▸ **Source text**
The first thing that may be causing problems to your model is using stateful=True.

This option is only necessary when you want to divide one sequence in many parts of it, such as the sequences in the second batch are the continuation of the ones in the first batch. This is useful when your sequence is long enough to cause memory issues, then you divide it.

And it will demand you to "erase memory" (called "reset states") manually after you pass the last batch of a sequence.


Now, LSTM layers are not good for that task, because they work in the following manner:

  • Start with a clear "state" (can be roughly inteprepted as a clear memory). It's a whole new sequence coming in;
  • Take the first step/element in the sequence, calculate the first result and update memory;
  • Take the second step in the sequence, calculate the second result (now with help from their own memory and the previous results) and update memory;
  • And so on until the last step.

▸ **Record extracts**

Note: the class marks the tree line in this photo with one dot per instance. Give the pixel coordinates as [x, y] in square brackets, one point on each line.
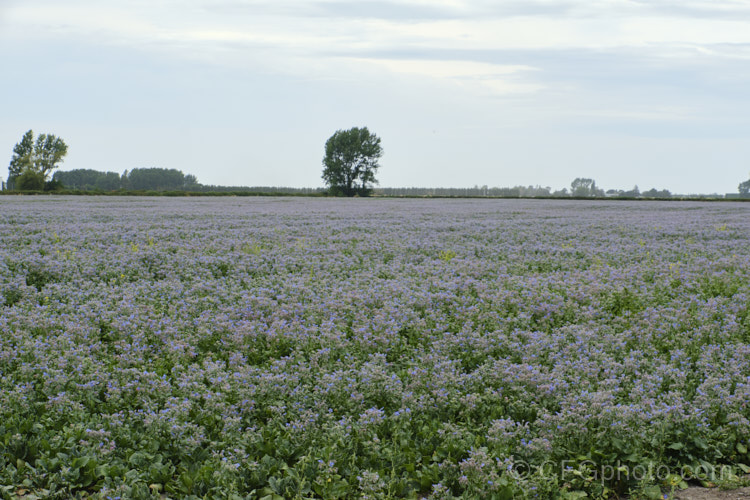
[349, 167]
[137, 179]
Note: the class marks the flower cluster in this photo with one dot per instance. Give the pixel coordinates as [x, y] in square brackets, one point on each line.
[422, 346]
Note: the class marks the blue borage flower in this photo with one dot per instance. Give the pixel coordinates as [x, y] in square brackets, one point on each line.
[558, 329]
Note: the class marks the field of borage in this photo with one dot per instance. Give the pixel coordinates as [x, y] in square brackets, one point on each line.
[319, 348]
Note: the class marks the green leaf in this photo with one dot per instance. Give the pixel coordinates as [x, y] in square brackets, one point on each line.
[653, 493]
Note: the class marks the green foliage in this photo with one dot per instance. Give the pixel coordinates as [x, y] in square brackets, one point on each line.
[581, 187]
[350, 162]
[30, 180]
[32, 161]
[744, 187]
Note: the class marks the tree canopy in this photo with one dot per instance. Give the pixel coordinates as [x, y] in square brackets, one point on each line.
[33, 160]
[744, 187]
[351, 161]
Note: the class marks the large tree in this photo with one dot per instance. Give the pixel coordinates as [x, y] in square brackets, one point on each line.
[351, 161]
[35, 159]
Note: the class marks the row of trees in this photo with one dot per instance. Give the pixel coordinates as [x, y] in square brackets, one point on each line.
[349, 167]
[34, 159]
[138, 179]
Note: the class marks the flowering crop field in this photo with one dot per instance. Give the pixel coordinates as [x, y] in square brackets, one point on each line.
[371, 348]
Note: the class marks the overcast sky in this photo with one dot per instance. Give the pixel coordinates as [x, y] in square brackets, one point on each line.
[246, 92]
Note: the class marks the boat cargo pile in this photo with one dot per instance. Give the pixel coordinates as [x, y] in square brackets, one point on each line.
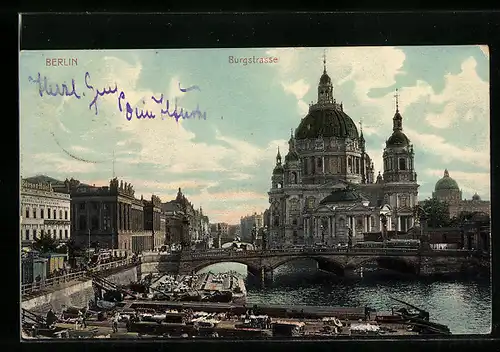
[152, 319]
[161, 308]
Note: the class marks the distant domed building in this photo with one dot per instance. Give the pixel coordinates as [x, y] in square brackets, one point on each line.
[326, 189]
[447, 190]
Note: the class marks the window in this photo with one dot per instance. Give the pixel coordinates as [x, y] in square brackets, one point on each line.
[342, 222]
[402, 164]
[82, 223]
[94, 223]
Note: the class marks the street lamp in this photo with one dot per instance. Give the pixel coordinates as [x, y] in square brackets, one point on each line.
[264, 239]
[89, 244]
[322, 228]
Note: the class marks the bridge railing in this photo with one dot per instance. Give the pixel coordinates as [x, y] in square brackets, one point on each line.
[53, 282]
[323, 251]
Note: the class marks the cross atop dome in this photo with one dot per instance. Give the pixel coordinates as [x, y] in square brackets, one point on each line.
[324, 61]
[396, 95]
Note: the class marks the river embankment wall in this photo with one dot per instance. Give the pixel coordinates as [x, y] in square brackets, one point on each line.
[77, 294]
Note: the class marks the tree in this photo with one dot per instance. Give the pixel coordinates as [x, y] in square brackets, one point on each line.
[71, 248]
[462, 217]
[45, 244]
[437, 213]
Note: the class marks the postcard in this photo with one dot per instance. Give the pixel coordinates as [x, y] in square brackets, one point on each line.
[253, 193]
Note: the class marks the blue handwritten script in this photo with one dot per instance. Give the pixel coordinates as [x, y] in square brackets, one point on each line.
[189, 88]
[45, 88]
[98, 93]
[54, 90]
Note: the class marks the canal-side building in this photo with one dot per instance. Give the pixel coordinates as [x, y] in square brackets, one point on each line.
[447, 190]
[154, 221]
[185, 224]
[110, 216]
[248, 223]
[326, 152]
[175, 222]
[43, 211]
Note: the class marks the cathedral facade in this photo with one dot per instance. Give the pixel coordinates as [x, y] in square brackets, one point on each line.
[325, 189]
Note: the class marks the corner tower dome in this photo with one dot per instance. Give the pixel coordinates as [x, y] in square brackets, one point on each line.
[446, 183]
[398, 138]
[326, 118]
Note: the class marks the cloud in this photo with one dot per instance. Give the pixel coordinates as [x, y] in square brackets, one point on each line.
[469, 182]
[298, 88]
[79, 148]
[438, 146]
[51, 163]
[485, 49]
[463, 97]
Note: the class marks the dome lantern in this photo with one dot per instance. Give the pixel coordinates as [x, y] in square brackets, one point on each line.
[446, 183]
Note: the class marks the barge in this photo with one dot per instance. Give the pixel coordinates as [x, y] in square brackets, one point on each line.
[209, 305]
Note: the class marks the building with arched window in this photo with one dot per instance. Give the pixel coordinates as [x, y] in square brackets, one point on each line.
[447, 190]
[325, 187]
[44, 211]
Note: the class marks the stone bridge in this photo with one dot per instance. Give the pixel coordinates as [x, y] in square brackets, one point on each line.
[341, 263]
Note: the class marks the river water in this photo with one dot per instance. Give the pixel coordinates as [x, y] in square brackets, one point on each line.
[463, 304]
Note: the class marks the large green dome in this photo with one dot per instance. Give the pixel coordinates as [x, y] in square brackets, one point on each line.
[446, 183]
[326, 122]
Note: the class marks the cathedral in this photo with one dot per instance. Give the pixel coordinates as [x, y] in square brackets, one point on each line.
[325, 189]
[447, 190]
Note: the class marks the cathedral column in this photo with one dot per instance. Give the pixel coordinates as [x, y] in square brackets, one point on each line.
[87, 206]
[128, 217]
[333, 224]
[101, 220]
[329, 226]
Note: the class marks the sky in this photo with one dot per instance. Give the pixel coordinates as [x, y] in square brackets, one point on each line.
[223, 155]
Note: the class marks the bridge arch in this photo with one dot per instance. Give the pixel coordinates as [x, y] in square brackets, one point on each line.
[325, 264]
[398, 264]
[251, 267]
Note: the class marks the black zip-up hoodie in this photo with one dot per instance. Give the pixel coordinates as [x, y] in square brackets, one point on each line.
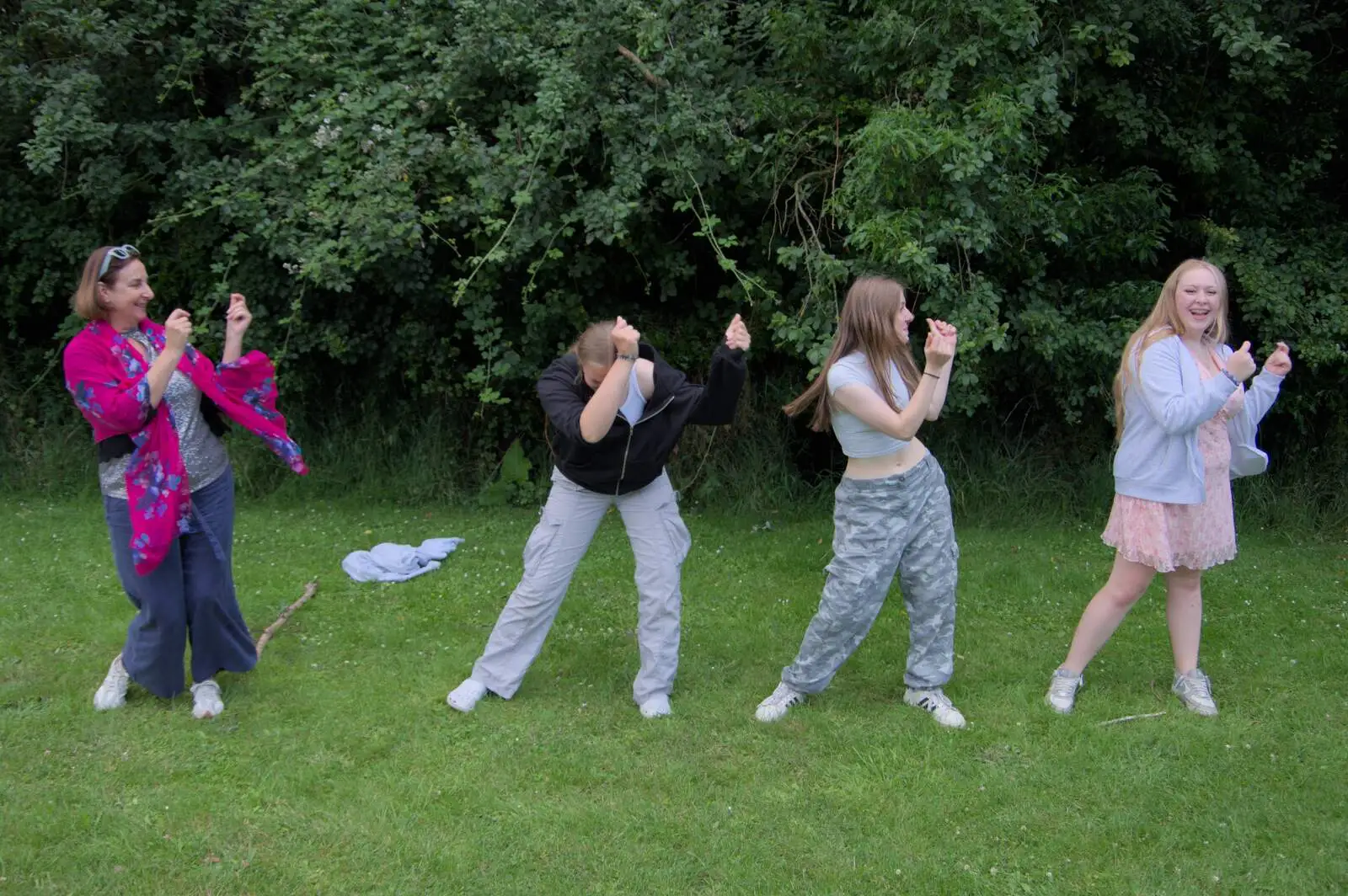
[633, 456]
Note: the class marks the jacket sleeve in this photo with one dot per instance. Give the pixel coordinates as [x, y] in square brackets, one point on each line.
[721, 394]
[1260, 394]
[1163, 390]
[104, 394]
[561, 404]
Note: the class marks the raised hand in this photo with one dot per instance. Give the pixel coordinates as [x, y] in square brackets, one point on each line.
[624, 337]
[177, 332]
[940, 350]
[1242, 364]
[238, 317]
[1280, 361]
[945, 329]
[738, 334]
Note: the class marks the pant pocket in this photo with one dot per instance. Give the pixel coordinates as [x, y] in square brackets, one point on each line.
[541, 539]
[678, 536]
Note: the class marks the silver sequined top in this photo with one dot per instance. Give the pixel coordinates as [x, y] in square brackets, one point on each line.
[202, 451]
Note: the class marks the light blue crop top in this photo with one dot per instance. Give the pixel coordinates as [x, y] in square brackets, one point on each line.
[635, 403]
[856, 437]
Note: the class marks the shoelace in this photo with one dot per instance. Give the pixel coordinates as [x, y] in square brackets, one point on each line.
[932, 702]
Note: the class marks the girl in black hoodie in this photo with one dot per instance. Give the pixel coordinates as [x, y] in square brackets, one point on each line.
[618, 411]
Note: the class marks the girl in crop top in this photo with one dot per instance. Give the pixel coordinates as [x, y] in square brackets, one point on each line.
[891, 511]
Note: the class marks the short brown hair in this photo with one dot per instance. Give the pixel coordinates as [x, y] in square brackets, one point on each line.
[596, 344]
[85, 301]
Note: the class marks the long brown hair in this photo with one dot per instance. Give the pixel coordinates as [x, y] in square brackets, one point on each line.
[866, 325]
[85, 300]
[1163, 323]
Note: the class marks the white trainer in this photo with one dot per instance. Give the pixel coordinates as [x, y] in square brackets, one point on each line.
[465, 697]
[1195, 691]
[657, 707]
[206, 700]
[1062, 691]
[778, 704]
[936, 702]
[112, 693]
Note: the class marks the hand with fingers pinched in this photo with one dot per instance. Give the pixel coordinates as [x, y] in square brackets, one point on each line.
[238, 317]
[940, 350]
[626, 337]
[177, 332]
[1240, 365]
[1280, 361]
[738, 334]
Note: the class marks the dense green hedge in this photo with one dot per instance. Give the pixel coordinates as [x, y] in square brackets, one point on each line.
[425, 200]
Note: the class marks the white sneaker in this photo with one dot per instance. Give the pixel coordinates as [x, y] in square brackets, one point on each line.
[657, 707]
[112, 693]
[778, 702]
[465, 697]
[1195, 691]
[936, 702]
[206, 700]
[1062, 691]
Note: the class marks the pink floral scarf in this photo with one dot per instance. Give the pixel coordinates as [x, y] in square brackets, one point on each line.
[107, 377]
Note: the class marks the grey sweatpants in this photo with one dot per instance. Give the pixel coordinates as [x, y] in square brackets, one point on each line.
[554, 550]
[901, 523]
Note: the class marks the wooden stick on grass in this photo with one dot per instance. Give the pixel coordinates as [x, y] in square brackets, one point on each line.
[1130, 718]
[271, 630]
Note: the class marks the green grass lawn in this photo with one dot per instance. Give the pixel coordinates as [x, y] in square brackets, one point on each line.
[337, 768]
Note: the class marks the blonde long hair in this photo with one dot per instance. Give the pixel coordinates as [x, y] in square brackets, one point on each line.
[1165, 323]
[85, 300]
[866, 325]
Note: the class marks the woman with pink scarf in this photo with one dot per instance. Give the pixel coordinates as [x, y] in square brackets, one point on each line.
[158, 408]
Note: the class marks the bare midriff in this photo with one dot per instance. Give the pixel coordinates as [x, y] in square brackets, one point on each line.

▸ **Objective**
Please print the text on stateful LSTMs from "And it will" to "the last step.". The material comes from a separate source.

▸ **Result of the exercise**
And it will demand you to "erase memory" (called "reset states") manually after you pass the last batch of a sequence.


Now, LSTM layers are not good for that task, because they work in the following manner:

  • Start with a clear "state" (can be roughly inteprepted as a clear memory). It's a whole new sequence coming in;
  • Take the first step/element in the sequence, calculate the first result and update memory;
  • Take the second step in the sequence, calculate the second result (now with help from their own memory and the previous results) and update memory;
  • And so on until the last step.